■ **What is needed**:
Your response should be the complete data, transcribed exactly.
━━━
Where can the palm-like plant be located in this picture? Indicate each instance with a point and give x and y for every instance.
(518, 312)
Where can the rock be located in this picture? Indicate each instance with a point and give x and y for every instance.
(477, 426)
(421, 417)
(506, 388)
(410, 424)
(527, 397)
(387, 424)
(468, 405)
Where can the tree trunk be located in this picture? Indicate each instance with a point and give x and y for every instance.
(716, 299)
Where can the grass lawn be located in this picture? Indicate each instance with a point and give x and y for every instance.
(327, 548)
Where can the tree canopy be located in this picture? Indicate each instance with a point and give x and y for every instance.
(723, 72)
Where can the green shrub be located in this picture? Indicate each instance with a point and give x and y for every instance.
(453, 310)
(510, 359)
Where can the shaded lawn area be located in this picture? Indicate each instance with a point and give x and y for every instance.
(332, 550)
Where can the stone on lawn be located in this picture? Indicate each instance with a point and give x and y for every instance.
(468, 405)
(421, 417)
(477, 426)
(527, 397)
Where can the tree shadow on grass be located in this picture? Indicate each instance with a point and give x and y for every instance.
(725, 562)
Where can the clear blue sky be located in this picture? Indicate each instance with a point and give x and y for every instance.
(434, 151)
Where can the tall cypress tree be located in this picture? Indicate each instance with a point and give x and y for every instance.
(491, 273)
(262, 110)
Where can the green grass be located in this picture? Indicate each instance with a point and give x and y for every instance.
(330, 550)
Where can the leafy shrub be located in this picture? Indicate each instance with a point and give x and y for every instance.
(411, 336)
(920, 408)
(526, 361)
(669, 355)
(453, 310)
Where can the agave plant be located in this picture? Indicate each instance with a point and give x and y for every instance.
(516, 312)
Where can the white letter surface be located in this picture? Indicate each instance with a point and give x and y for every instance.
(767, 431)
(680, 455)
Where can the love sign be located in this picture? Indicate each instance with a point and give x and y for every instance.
━━━
■ **Exercise result**:
Where can the palm-like plant be located in this picture? Indicate each instance with a point and give x and y for every instance.
(518, 312)
Where can the rock be located in this picture? Indicate each instance with a point and give x and y for every instance.
(477, 426)
(421, 417)
(506, 388)
(410, 424)
(527, 397)
(387, 424)
(468, 405)
Where can the tree trunk be located in this picture? Indicate each instance with a point and give x and y for every instance.
(716, 299)
Where can the grass lawn be located in this picture? Indicate each instance with a point and give x and y for every instance.
(327, 548)
Where can the tree canopy be located in this picture? Indicate each instance with a point and give x and y for every instance.
(723, 72)
Where can the green shrub be located in this picture? Indicate each instance with a point and give x and y for every instance.
(453, 310)
(510, 359)
Where can the shaded lawn area be located in this picture? Indicate each instance with a point and give x and y for every instance.
(332, 550)
Where can the stone on lawn be located in this picture? Indicate each instance with a point and give x and y for every instance.
(468, 405)
(421, 417)
(477, 426)
(527, 397)
Where can the tree shadow on grass be located in this picture? Indicate each instance with a point and give x and y for every instance.
(725, 562)
Where can the clear blue sky be located in this picture? Indicate each instance with a point and give x and y for every instance.
(434, 151)
Where can the tall cypress tree be located in this picture? Indicate each instance with a point and give x and y for every instance.
(491, 273)
(262, 110)
Where can the green grass be located in this picture? Indicate each instance with a point and give x and y for every instance.
(330, 550)
Where can the leafy shrub be located in this picture? Indicate each instance with a point and give x and y for every instance.
(411, 336)
(920, 408)
(526, 361)
(669, 355)
(453, 310)
Where can the agave plant be located in this picture? Indicate each instance with a point and give x and y for every instance.
(516, 312)
Where can the white letter surface be located in this picture? Indicate each instance with a point and give x and y for every instance.
(767, 431)
(680, 455)
Where can the love sign be located in this picture? Indicate each instance with a point and give x and y for every instance.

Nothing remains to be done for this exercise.